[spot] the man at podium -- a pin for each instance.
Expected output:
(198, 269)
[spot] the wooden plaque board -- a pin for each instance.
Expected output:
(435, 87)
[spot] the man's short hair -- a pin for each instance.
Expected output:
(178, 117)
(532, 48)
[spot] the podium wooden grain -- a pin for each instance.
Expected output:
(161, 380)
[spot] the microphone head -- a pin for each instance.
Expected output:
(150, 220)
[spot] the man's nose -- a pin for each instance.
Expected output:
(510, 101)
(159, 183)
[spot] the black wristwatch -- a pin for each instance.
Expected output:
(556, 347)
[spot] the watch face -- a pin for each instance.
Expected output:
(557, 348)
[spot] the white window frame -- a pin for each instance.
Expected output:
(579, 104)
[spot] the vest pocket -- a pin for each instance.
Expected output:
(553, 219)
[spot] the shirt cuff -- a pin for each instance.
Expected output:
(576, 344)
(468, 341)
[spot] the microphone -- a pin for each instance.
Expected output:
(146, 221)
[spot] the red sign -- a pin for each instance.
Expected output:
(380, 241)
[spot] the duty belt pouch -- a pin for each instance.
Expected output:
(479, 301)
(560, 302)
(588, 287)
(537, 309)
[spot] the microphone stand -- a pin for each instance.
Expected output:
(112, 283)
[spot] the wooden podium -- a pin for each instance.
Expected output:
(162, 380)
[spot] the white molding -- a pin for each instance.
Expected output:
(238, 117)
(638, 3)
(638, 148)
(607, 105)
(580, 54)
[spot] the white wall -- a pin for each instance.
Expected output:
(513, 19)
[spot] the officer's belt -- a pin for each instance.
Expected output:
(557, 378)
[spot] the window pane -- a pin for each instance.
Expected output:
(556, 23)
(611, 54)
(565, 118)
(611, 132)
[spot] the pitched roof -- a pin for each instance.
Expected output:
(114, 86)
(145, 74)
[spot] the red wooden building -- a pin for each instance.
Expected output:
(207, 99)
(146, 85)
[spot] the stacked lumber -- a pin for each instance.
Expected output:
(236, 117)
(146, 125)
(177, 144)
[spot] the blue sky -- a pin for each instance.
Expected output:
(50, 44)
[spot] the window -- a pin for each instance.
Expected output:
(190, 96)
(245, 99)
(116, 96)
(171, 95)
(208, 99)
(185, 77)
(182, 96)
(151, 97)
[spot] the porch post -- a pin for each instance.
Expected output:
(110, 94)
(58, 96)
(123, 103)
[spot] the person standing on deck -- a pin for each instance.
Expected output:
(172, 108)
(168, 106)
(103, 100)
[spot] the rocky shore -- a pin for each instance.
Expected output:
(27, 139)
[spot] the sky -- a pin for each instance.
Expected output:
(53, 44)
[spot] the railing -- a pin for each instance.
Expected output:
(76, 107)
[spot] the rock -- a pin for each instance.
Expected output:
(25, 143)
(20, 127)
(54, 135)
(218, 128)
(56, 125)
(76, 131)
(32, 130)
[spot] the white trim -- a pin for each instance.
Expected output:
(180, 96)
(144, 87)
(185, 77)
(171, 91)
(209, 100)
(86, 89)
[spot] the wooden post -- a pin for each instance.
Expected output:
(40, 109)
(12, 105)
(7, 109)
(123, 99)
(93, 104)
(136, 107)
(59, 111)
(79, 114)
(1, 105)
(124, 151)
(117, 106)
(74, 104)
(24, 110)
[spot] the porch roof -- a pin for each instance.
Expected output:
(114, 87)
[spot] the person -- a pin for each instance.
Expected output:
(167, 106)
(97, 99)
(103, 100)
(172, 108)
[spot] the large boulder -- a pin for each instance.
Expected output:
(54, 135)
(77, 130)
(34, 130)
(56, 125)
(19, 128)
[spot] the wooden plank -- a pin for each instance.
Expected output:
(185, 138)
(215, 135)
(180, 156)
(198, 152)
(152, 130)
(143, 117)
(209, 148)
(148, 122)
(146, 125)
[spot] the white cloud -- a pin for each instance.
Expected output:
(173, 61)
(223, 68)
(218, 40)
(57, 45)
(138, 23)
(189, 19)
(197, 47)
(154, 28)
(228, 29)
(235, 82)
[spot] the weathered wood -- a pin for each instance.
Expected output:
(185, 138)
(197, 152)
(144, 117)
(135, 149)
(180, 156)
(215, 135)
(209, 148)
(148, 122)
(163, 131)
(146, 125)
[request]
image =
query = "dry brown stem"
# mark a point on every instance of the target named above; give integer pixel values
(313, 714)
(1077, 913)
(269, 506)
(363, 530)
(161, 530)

- - - -

Retype all of the items above line by line, keeping every word, symbol, and number unchanged.

→ Result of this exercise:
[spot] the man at podium -- a pin for each instance.
Expected output:
(198, 269)
[spot] the wooden plaque board -- a pin for each instance.
Expected output:
(435, 87)
[spot] the man's short hair -- a pin for each instance.
Expected output:
(178, 117)
(532, 48)
[spot] the podium wooden grain -- a pin for each instance.
Expected output:
(161, 380)
[spot] the microphone head -- a pin for each instance.
Expected output:
(150, 220)
[spot] the man's nose -- a pin for each instance.
Expected output:
(510, 101)
(159, 183)
[spot] the black wristwatch -- a pin for each instance.
Expected output:
(556, 347)
[spot] the watch face -- a pin for each instance.
Expected output:
(557, 348)
[spot] the white window frame -- a pin for each instance.
Expected output:
(579, 104)
[spot] the vest pocket -- a pin for each instance.
Expected output:
(553, 219)
[spot] the shirt cuff -- a pin for each instance.
Expected output:
(576, 344)
(468, 341)
[spot] the microphone -- a pin for each instance.
Expected output:
(146, 221)
[spot] the red sign -- a pin for each instance.
Expected output:
(380, 241)
[spot] the duty belt pouch -- a pin for each instance.
Expected output:
(479, 301)
(560, 302)
(588, 287)
(537, 309)
[spot] the microphone stand -- a pin for each instance.
Expected output:
(112, 283)
[spot] the wooden podium -- a pin for each instance.
Expected output:
(162, 380)
[spot] the white molding -- a pin for each instance.
Expected output:
(238, 117)
(638, 3)
(638, 148)
(607, 105)
(580, 54)
[spot] the white wall -- a pin for each instance.
Expected output:
(513, 19)
[spot] the officer's belt -- a pin for each instance.
Expected output:
(557, 378)
[spot] the window pane -- a pin for each instance.
Expected output:
(556, 23)
(611, 54)
(565, 118)
(611, 132)
[spot] the pitched roof -- a pin for each instance.
Expected output:
(114, 86)
(145, 74)
[spot] the red wooden building -- a pin for each instance.
Expected output:
(207, 99)
(146, 85)
[spot] the stacked lumber -- a pin for each instance.
Expected output:
(236, 117)
(146, 125)
(177, 144)
[spot] the blue sky -- a pin for each instance.
Expected output:
(50, 44)
[spot] the window -- a pin for each instance.
Expected output:
(190, 96)
(245, 99)
(116, 96)
(171, 95)
(208, 99)
(185, 77)
(182, 96)
(151, 97)
[spot] the porch post -- a pin for each instance.
Expected output:
(110, 94)
(58, 96)
(123, 103)
[spot] the person standing on deck -- a pin for each instance.
Expected output:
(172, 108)
(168, 106)
(103, 100)
[spot] the rocky shore -- a pin for each instance.
Expected output:
(27, 139)
[spot] the sky -- a pin for each instance.
Expected output:
(53, 44)
[spot] the railing -- a pin for each instance.
Expected output:
(76, 107)
[spot] the rock -- a pin for each instance.
Expected output:
(25, 143)
(20, 127)
(54, 135)
(218, 128)
(56, 125)
(76, 131)
(32, 130)
[spot] the white trim -- a pin for each instance.
Expected output:
(180, 96)
(144, 87)
(185, 77)
(171, 91)
(209, 100)
(86, 89)
[spot] the wooden post -- a pin for each instance.
Expected output:
(40, 109)
(12, 105)
(7, 109)
(123, 99)
(93, 104)
(136, 107)
(59, 111)
(79, 114)
(1, 105)
(124, 151)
(117, 106)
(74, 104)
(24, 110)
[spot] the porch roof -- a pin for each instance.
Expected output:
(114, 87)
[spot] the person -- a pin for each instance.
Expected output:
(167, 106)
(97, 99)
(103, 100)
(172, 108)
[spot] the large boulder -- a pin for each instance.
Expected output:
(54, 135)
(77, 130)
(34, 130)
(56, 125)
(19, 128)
[spot] the wooden plank -- a pin for each instance.
Expected output:
(185, 138)
(215, 135)
(180, 156)
(198, 152)
(152, 130)
(143, 117)
(209, 148)
(148, 122)
(146, 125)
[spot] the white cloud -- a pin for each instance.
Expected output:
(173, 61)
(223, 68)
(218, 40)
(57, 45)
(138, 23)
(189, 19)
(197, 47)
(154, 28)
(228, 29)
(235, 82)
[spot] the weathered wood -- a pin for each instance.
Expected output:
(185, 138)
(197, 152)
(144, 117)
(135, 149)
(180, 156)
(215, 135)
(209, 148)
(148, 122)
(163, 131)
(146, 125)
[request]
image =
query = "dry brown stem"
# mark a point on every instance of the target named above; give integer pixel values
(313, 714)
(1077, 913)
(269, 506)
(363, 530)
(161, 530)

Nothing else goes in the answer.